The oldest of 6 and having lost 2 younger siblings to accidents over the last years in Venezuela, Gonzalez felt it was a blessing to be by Pacheco’s side even if it was only for a few months to donate his kidney.
At the detention center, Gonzalez said, he prays from time to time and writes to his brother, still hopeful that he will be released even for a few months to donate his kidney for his brother so that he can stay in the country and reach the goals that he couldn’t.
It is a promise that the two say they have made to each other despite the uncertainty the two face. They rely on each other and the thought of their family back in Venezuela for strength.
Pacheco’s children, a girl, 17, and a boy twins, 9, still don’t know that their father has a terminal illness. He refuses to tell them because he hopes to get the transplant that could eventually get him back on track with his plans when he first migrated to the United States.
He got to Chicago in July 2022 and applied for asylum shortly after. He said he fled from violence and political turmoil since he was a part of the armed forces in Venezuela. He wanted to find a job here and eventually bring his wife and children.
But in January 2024, he ended up in the emergency room, experiencing strong stomach pain and nonstop vomiting. Though he had lost almost 15 pounds in less than a month, he was afraid to go to the doctor.
“My world completely fell apart,” Pacheco said.
Because Pacheco has a pending asylum case, he is covered under the Illinois “Medical Benefits for Asylum Applicants and Torture Victims” (AATV) program, an extension of the Medicaid program. Under state-sponsored insurance, however, certain treatments, such as kidney transplants, are typically harder to process for those who have an irregular immigration status, often taking a long process that could affect the patient’s life expectancy, according to healthcare experts. Most times, case managers help patients with irregular immigration status or those who are undocumented to navigate the process.
In Illinois, undocumented immigrants with kidney failure can access kidney transplants, thanks to a 2014 law and the Illinois Transplant Fund (ITF) which provides financial support for health insurance premiums, enabling them to qualify for transplants.
Pacheco managed to get on the waitlist for a kidney transplant at the University of Illinois Hospital, a spokesperson for the institution confirmed. Even if Gonzalez is not compatible with Pacheco, if he has a kidney, it could buy Pacheco time and a faster appointment for a transplant.
“Every day that passes without Jose Gregorio Gonzalez being released from detention to donate his kidney puts his brother Alfredo at a greater risk of losing his life,” said state Democratic Party Chair Elizabeth “Lisa” Hernandez, who supports the expansion of medical coverage for undocumented adults or those with an irregular immigration status in Illinois, including HBIA. “The situation we are in is unfortunately unsurprising given the current administration’s haphazard crackdown on hardworking, law-abiding immigrants and their families. Jose deserves the chance to save his brother’s life. The Department of Homeland Security and the Trump Administration on humanitarian grounds should afford him and every immigrant that very opportunity.”
For now, Pacheco only works delivering packages for Amazon from time to time, on days when dialysis does not get the best of him, he said. Last month he couldn’t pay rent of his basement apartment in Cicero, but his landlord’s daughters helped him pay. They’re also helping to collect signatures to support his case and submit it to the ICE agent, begging for mercy.

TASKS FOR THIS EXERCISE:
A: According to the kidney donation article, in what month and year did Pacheco arrive in Chicago?
B: Quote the stretch of the kidney donation article from "Pacheco’s children, a" through "to the doctor.".

[Collected data entries]

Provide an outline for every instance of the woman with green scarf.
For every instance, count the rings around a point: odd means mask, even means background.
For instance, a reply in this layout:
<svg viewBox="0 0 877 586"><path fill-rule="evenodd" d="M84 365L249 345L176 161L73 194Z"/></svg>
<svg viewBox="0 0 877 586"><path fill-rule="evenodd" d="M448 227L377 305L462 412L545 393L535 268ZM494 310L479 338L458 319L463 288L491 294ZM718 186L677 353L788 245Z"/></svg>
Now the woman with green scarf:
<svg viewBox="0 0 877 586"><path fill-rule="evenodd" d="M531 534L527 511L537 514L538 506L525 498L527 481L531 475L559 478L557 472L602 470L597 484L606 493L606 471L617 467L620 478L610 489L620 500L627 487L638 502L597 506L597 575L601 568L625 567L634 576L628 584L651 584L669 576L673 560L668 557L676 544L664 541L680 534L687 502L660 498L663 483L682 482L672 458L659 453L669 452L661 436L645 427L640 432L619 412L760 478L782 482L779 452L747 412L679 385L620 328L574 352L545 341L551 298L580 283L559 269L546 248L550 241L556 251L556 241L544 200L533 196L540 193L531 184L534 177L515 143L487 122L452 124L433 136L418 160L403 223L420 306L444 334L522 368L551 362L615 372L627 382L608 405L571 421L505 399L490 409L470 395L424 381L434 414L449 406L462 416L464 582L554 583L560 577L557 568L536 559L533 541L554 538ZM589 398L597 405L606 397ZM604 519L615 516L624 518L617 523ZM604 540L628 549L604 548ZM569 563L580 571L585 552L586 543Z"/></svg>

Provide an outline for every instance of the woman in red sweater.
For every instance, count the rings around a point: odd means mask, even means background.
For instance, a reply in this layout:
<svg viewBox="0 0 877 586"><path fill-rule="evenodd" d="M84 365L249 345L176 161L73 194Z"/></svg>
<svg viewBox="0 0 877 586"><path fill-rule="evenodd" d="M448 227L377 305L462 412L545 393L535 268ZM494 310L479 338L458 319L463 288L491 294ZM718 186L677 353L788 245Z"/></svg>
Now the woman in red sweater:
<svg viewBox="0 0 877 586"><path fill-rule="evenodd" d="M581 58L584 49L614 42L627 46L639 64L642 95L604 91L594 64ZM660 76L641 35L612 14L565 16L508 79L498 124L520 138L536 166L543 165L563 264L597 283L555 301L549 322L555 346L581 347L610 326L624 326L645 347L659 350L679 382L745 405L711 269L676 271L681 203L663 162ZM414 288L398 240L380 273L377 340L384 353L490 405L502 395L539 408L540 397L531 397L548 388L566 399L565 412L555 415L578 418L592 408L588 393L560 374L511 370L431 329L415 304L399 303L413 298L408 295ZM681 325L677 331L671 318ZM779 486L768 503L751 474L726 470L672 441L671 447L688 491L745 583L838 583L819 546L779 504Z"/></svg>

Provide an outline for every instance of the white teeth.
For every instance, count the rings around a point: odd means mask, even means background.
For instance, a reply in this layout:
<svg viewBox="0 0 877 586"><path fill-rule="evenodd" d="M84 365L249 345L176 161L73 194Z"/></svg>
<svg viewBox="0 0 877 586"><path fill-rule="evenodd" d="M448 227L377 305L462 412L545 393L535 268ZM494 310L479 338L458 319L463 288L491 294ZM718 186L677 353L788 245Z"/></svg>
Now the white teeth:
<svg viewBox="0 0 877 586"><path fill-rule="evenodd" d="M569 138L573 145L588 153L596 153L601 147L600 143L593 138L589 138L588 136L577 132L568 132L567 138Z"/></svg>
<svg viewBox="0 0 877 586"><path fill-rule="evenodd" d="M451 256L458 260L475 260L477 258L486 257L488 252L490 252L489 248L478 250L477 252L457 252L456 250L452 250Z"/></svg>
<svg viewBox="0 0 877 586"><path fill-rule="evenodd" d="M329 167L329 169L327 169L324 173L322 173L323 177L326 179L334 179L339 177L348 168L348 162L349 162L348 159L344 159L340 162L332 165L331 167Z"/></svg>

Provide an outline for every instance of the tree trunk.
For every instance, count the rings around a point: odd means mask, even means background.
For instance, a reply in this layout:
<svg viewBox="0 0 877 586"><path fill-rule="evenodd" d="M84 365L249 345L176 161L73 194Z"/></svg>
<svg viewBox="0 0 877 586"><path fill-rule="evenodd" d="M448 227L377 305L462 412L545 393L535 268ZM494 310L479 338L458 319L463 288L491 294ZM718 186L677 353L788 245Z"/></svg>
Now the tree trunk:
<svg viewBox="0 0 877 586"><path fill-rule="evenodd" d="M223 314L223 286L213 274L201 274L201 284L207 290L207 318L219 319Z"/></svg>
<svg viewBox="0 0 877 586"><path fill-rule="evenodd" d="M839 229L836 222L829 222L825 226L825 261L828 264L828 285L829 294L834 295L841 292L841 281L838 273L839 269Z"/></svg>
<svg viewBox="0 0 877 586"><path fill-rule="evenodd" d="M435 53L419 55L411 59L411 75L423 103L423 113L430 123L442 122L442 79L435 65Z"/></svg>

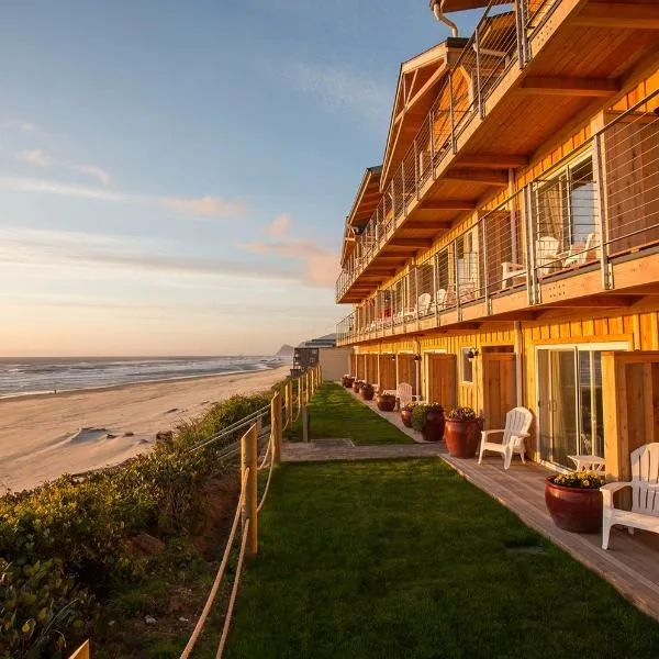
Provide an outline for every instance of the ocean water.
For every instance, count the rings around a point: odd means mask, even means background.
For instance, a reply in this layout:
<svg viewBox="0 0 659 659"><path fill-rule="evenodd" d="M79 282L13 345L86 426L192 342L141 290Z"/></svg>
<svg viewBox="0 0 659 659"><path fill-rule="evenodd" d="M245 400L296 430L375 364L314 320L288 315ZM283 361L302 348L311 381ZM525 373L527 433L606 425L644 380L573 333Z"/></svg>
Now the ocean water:
<svg viewBox="0 0 659 659"><path fill-rule="evenodd" d="M0 398L259 371L275 357L0 358Z"/></svg>

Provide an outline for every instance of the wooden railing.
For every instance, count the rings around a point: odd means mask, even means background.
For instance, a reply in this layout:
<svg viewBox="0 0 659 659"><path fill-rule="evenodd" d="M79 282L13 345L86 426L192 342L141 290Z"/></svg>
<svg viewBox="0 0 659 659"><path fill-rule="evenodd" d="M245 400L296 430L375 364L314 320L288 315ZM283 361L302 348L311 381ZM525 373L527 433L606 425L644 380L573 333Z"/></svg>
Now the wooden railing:
<svg viewBox="0 0 659 659"><path fill-rule="evenodd" d="M194 626L190 639L181 652L181 659L187 659L199 640L205 626L208 617L213 610L215 600L228 565L230 558L234 554L235 538L238 527L242 528L241 541L237 547L237 565L234 574L234 582L230 594L227 611L224 617L222 635L217 646L216 657L222 657L224 647L228 638L228 632L233 617L233 610L237 596L241 573L244 560L258 554L258 514L263 509L268 496L270 479L276 465L281 461L281 444L283 431L295 423L301 415L302 410L309 404L317 387L322 382L322 369L320 366L305 371L297 380L289 380L281 391L275 392L270 401L270 432L269 439L265 447L265 453L259 448L259 423L254 421L247 432L236 445L239 446L239 468L241 468L241 493L234 514L233 525L224 549L224 555L220 562L217 574L206 599L205 605ZM219 436L214 436L217 438ZM217 439L219 440L219 439ZM223 450L226 450L225 447ZM259 453L263 455L259 459ZM260 462L260 463L259 463ZM258 499L258 477L259 473L266 473L267 481L260 498ZM91 659L90 641L87 640L80 646L69 659Z"/></svg>
<svg viewBox="0 0 659 659"><path fill-rule="evenodd" d="M404 334L433 316L438 326L449 313L459 322L477 303L491 315L521 291L515 309L543 304L549 283L585 271L601 275L590 292L616 289L613 264L659 246L658 109L656 91L378 289L338 323L337 343Z"/></svg>

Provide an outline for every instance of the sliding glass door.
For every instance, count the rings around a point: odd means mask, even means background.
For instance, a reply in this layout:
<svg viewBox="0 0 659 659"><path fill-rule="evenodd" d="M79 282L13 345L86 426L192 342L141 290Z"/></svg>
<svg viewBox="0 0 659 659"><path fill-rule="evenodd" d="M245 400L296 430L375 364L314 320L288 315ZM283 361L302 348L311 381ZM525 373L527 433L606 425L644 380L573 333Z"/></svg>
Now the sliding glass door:
<svg viewBox="0 0 659 659"><path fill-rule="evenodd" d="M604 457L602 350L626 344L537 349L537 409L540 457L573 468L570 455Z"/></svg>

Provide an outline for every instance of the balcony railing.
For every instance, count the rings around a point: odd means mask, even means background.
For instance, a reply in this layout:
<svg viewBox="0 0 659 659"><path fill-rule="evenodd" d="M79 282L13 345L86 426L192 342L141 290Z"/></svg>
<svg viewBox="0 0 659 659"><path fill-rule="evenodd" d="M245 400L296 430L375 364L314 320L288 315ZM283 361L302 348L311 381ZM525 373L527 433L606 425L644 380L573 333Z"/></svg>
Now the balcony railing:
<svg viewBox="0 0 659 659"><path fill-rule="evenodd" d="M432 257L344 319L338 340L402 334L440 316L526 291L547 303L546 283L601 270L659 247L659 90L611 122L550 172L530 181ZM518 302L518 301L517 301Z"/></svg>
<svg viewBox="0 0 659 659"><path fill-rule="evenodd" d="M514 65L532 58L530 41L561 0L514 0L503 11L491 0L473 35L451 67L426 119L393 172L378 208L357 237L355 249L336 281L340 300L407 215L413 200L434 179L444 158L456 153L457 141ZM505 5L503 5L505 8Z"/></svg>

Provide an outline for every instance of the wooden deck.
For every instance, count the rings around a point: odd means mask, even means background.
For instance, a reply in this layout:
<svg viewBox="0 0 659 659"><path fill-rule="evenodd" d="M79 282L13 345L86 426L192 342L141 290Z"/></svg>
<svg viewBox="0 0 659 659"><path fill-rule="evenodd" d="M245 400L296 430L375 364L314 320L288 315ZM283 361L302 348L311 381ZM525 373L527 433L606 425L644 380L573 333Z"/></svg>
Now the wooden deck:
<svg viewBox="0 0 659 659"><path fill-rule="evenodd" d="M544 479L550 473L539 465L513 460L509 471L499 456L463 460L440 456L468 481L513 511L525 524L568 551L616 588L643 612L659 621L659 536L637 530L629 536L621 527L611 532L608 549L601 534L569 533L558 528L545 506ZM558 585L558 584L557 584ZM563 584L565 585L565 584Z"/></svg>

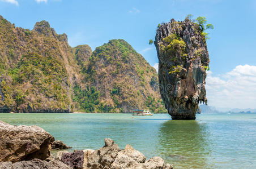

TASK-BY-TASK RESULTS:
A: July 2022.

B:
Pacheco’s children, a girl, 17, and a boy twins, 9, still don’t know that their father has a terminal illness. He refuses to tell them because he hopes to get the transplant that could eventually get him back on track with his plans when he first migrated to the United States.
He got to Chicago in July 2022 and applied for asylum shortly after. He said he fled from violence and political turmoil since he was a part of the armed forces in Venezuela. He wanted to find a job here and eventually bring his wife and children.
But in January 2024, he ended up in the emergency room, experiencing strong stomach pain and nonstop vomiting. Though he had lost almost 15 pounds in less than a month, he was afraid to go to the doctor.